=== Your objective ===
Please copy the lines from the first one through the one containing "61], [16, 59]]", keeping every line in that span, and offset each coordinate in the answers by -90. Leave the pictures out.

=== Record extracts ===
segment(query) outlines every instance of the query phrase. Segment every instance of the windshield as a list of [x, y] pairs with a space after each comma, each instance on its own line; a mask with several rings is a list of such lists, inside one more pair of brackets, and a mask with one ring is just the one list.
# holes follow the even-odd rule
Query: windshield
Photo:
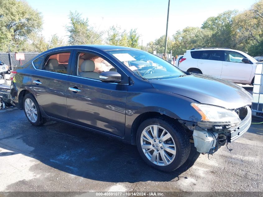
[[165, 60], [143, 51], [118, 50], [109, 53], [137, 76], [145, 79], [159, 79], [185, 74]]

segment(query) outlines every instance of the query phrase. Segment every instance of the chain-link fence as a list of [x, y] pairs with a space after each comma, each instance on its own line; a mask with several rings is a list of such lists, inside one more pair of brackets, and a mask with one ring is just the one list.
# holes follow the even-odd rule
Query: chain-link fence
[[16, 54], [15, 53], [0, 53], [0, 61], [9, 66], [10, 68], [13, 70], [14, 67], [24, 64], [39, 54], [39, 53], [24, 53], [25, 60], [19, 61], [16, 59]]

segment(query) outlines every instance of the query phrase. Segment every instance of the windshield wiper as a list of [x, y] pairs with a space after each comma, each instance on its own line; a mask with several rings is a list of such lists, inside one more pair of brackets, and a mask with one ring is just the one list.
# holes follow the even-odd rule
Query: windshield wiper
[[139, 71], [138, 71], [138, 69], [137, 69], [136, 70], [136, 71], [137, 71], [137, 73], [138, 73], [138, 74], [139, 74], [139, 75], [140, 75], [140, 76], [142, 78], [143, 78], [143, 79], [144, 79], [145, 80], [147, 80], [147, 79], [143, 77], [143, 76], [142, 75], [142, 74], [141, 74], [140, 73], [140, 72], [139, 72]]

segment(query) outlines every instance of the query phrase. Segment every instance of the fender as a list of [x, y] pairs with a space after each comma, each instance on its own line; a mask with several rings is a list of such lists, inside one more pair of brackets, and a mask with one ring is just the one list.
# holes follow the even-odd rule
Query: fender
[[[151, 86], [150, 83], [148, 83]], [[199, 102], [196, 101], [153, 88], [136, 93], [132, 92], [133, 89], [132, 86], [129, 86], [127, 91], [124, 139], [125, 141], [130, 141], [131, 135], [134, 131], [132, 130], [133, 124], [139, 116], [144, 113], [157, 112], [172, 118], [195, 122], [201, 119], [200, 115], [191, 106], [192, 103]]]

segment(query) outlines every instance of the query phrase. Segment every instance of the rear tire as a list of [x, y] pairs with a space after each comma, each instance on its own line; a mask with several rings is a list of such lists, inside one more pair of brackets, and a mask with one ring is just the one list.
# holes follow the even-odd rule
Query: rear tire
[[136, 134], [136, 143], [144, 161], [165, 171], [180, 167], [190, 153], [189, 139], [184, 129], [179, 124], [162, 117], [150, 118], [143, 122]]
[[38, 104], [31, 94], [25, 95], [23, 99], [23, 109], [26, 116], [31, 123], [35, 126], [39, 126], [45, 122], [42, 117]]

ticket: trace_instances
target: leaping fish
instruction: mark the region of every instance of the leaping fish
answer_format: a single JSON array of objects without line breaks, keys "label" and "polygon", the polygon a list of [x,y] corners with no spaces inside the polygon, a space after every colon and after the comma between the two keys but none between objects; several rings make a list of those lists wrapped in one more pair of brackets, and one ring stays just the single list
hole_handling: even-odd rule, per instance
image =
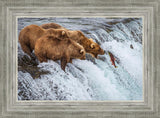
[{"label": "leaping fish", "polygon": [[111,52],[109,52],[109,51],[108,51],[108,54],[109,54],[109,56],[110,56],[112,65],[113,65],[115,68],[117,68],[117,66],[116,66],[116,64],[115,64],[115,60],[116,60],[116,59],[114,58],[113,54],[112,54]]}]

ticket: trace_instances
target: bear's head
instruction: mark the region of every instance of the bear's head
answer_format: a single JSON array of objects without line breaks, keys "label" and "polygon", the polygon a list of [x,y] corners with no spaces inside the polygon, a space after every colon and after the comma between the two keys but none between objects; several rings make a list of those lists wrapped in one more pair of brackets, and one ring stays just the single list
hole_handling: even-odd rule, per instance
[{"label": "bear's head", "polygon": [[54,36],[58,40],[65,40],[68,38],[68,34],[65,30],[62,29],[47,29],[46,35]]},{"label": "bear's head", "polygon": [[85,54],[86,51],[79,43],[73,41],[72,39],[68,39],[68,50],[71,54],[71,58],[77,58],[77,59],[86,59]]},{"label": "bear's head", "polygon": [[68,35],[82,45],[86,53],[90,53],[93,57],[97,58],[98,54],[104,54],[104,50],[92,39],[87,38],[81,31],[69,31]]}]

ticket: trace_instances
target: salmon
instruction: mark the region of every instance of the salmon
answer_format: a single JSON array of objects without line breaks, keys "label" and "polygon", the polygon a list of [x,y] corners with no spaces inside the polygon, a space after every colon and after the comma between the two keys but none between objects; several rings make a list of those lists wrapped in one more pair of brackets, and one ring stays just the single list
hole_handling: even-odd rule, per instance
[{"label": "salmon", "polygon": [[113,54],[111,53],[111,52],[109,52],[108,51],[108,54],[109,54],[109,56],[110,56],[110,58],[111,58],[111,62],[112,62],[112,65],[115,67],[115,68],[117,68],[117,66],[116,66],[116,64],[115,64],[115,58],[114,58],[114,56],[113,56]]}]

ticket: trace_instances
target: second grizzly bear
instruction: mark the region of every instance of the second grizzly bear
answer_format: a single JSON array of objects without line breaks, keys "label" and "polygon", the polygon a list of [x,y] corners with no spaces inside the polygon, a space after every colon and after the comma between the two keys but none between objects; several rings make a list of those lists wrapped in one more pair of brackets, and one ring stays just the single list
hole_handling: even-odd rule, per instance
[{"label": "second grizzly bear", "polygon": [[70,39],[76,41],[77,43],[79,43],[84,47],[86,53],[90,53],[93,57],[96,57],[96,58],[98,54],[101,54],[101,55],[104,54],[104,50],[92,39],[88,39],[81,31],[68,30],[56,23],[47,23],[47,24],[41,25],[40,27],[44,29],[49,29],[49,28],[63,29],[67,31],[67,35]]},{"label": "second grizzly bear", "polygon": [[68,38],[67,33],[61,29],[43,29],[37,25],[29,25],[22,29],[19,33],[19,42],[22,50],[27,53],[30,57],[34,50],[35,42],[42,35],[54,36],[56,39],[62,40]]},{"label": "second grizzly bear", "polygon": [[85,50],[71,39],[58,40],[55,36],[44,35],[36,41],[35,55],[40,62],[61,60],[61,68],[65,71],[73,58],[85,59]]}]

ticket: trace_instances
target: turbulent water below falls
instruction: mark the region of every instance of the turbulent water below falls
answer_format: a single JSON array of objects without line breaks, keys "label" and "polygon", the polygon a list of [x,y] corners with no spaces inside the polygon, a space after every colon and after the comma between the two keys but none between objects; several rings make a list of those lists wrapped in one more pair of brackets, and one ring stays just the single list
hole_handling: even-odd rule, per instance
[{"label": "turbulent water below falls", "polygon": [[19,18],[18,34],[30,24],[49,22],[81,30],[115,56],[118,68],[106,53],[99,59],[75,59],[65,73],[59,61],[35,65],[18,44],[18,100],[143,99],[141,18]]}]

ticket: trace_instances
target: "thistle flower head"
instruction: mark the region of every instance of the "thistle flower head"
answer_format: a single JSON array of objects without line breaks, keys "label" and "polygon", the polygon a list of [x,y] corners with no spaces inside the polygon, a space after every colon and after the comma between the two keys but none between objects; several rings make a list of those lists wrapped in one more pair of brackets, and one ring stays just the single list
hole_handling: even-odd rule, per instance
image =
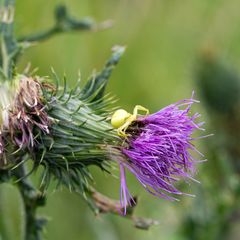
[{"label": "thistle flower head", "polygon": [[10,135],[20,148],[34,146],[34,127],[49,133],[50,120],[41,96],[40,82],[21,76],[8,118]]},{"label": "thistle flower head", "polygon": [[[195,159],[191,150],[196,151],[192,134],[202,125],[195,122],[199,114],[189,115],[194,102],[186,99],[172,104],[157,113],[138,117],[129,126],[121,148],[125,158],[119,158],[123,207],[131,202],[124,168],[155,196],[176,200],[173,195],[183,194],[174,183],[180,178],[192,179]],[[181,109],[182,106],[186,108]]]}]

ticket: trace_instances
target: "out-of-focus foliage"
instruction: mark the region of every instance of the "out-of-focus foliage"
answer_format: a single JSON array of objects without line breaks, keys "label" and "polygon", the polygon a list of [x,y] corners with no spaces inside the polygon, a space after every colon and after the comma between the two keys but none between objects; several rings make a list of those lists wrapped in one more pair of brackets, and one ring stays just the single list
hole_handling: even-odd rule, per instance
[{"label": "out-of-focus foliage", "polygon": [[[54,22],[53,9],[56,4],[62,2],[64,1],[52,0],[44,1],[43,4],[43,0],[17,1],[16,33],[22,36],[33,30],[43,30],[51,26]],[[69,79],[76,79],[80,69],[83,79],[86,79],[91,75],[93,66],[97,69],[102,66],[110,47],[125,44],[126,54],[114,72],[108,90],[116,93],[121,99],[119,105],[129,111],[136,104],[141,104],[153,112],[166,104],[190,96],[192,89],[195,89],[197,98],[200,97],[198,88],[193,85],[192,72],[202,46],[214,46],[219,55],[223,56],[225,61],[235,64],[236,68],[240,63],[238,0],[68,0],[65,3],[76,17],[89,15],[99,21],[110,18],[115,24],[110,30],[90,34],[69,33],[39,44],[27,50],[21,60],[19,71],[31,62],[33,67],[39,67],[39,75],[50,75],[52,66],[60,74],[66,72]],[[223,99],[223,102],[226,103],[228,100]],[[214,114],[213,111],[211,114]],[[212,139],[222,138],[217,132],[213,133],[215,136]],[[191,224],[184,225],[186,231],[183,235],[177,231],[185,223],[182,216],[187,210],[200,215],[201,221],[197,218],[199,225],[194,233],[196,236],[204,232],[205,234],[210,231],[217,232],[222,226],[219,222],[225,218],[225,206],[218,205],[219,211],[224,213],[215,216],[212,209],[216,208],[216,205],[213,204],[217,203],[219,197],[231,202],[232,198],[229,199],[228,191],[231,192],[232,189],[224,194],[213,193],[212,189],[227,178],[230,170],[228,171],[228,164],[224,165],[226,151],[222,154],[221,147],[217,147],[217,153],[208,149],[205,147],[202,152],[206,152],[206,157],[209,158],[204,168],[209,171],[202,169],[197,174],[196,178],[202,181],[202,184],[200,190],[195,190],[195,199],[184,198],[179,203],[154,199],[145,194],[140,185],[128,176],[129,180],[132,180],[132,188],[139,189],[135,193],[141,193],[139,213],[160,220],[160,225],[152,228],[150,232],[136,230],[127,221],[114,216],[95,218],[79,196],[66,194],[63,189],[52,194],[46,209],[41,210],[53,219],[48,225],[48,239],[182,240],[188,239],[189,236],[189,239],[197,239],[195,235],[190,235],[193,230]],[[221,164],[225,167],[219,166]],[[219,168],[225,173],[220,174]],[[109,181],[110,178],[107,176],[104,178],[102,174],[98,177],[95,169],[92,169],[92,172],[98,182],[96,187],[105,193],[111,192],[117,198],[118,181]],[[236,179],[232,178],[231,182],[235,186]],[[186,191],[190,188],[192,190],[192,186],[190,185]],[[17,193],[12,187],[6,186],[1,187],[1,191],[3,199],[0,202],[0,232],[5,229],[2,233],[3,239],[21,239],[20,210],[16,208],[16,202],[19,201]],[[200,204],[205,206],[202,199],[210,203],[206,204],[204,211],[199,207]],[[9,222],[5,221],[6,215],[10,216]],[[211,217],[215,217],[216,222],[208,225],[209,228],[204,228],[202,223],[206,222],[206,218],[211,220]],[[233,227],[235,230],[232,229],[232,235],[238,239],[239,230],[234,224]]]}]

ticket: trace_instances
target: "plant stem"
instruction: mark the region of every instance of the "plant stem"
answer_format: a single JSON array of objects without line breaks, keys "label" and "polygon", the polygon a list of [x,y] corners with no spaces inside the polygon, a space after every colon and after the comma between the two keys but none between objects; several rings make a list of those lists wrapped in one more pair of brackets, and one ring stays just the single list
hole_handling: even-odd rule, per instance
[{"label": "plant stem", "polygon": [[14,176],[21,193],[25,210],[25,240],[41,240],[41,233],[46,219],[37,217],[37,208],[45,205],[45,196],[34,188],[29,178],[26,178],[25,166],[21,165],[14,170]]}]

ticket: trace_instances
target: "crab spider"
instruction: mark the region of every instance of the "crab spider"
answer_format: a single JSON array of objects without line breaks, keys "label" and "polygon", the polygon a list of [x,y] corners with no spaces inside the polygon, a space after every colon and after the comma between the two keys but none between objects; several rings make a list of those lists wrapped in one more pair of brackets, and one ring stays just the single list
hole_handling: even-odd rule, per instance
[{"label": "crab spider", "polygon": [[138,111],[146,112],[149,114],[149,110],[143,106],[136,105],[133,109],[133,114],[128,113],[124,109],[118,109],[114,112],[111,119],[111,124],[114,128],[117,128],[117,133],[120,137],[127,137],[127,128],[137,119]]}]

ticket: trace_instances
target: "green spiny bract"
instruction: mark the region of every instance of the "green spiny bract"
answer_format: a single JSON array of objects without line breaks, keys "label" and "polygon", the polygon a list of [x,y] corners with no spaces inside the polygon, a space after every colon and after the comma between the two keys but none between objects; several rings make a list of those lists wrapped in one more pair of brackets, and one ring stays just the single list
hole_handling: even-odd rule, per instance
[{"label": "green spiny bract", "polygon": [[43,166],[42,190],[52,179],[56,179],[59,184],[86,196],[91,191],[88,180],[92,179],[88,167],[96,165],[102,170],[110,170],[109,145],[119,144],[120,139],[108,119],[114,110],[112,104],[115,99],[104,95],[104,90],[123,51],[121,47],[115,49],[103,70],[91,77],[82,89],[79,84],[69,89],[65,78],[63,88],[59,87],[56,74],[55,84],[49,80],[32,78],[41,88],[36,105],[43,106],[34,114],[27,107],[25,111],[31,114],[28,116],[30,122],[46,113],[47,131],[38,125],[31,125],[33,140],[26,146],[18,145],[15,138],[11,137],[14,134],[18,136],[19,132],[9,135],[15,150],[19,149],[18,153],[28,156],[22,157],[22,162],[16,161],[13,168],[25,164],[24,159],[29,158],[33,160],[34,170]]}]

=== Final result ===
segment(query) outlines every instance of the query phrase. Segment every instance of the windshield as a list of [x, y] pairs with a space after each comma, each instance on its own line; a mask with several rings is a list of such lists, inside one more pair of brackets, and a mask with one ring is just the one list.
# holes follow the even-odd rule
Query: windshield
Photo:
[[75, -30], [53, -39], [28, -40], [19, -37], [47, -14], [55, -11], [69, -11], [95, -16]]

segment(query) outlines every instance of the query phrase. Segment every instance of the chain-link fence as a list of [x, y] pairs with a space after each comma, each instance on its own line; a mask with several rings is a list of such lists, inside one more pair of brackets, and a mask with one ring is just the one list.
# holes follow the even-odd rule
Query: chain-link fence
[[-74, -36], [-75, -37], [-90, -37], [-90, -29], [-81, -24], [-80, -22], [-77, -20], [-76, -23], [-66, -26], [-51, -36], [-51, -37], [-66, -37], [-65, -30], [-71, -29], [-74, -31]]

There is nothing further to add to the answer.